- [Try it] How many lines in the listing below contain the string "positive", with case counting? Reply with the number alone.

- [Supplied entries]
───
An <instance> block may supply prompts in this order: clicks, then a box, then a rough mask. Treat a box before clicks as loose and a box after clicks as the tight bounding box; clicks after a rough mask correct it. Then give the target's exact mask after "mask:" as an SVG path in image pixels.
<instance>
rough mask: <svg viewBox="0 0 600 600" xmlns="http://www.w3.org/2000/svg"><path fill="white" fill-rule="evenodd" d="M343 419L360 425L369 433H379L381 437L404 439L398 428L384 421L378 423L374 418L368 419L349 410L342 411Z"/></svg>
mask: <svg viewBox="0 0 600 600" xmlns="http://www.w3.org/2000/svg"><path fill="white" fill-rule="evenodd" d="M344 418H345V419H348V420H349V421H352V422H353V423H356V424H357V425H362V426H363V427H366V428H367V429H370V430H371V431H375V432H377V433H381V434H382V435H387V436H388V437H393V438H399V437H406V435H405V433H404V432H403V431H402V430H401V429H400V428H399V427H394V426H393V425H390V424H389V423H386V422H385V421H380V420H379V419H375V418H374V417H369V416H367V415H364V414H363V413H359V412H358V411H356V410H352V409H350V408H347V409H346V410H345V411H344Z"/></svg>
───
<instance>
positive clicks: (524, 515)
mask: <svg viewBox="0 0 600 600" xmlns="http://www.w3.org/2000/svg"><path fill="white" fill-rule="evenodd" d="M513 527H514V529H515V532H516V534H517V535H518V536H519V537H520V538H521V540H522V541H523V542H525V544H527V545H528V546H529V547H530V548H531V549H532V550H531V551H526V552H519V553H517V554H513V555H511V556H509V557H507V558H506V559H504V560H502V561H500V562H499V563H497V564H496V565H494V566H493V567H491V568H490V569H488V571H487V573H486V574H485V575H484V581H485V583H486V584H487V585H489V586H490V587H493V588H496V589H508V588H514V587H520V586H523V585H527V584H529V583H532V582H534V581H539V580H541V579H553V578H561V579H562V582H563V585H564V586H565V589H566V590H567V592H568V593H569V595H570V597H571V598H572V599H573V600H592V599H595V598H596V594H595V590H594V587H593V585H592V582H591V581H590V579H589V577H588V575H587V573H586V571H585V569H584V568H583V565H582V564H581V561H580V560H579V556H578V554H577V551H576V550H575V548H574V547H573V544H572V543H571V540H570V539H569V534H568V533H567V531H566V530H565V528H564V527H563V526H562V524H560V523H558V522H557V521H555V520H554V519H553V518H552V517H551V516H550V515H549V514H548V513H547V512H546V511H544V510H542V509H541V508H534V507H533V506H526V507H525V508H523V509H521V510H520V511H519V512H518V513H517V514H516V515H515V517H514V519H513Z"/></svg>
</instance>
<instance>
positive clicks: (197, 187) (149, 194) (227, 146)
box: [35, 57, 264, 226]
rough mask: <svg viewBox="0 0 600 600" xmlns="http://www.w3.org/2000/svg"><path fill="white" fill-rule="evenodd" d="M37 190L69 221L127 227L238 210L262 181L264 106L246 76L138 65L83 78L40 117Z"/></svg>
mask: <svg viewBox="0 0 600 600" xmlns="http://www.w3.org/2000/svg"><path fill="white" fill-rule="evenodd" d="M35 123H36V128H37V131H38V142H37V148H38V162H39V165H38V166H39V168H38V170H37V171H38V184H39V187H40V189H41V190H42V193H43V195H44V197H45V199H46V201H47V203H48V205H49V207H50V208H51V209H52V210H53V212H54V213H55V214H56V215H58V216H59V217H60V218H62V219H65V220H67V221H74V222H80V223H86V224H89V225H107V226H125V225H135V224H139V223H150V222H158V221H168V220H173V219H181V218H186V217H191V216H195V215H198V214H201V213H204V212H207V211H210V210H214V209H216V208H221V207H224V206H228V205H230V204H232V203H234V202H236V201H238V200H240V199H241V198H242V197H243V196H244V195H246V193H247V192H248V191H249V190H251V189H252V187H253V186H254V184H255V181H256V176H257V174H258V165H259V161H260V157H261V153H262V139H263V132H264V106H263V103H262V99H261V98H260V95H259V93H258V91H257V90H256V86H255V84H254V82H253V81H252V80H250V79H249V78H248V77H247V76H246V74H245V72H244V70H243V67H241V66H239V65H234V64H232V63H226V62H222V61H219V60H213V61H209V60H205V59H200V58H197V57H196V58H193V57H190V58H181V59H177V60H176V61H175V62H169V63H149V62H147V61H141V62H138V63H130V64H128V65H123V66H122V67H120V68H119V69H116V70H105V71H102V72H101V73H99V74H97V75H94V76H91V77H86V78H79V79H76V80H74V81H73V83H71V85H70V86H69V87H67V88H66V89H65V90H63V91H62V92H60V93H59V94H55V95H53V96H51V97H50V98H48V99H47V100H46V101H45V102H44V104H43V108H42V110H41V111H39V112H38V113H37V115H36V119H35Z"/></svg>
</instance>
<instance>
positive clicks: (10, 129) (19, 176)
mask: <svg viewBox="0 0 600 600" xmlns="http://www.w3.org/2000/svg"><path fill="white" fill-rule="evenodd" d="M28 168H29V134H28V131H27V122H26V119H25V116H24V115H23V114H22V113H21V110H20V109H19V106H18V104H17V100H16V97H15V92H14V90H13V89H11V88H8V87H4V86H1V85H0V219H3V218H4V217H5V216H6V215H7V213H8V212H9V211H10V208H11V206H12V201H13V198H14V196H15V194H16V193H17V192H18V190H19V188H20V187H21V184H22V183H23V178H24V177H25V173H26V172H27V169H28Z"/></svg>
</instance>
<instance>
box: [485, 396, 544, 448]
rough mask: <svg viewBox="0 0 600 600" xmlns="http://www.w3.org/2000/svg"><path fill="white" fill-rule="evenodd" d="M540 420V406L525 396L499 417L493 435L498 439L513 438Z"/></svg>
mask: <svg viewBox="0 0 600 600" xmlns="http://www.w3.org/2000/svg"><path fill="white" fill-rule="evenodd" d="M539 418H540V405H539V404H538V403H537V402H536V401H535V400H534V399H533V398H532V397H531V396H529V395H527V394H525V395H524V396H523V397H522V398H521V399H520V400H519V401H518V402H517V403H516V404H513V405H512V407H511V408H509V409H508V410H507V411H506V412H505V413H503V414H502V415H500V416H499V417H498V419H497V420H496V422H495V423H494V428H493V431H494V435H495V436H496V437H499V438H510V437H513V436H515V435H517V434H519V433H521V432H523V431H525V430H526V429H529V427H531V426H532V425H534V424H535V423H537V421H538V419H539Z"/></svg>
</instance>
───
- [Task response] 3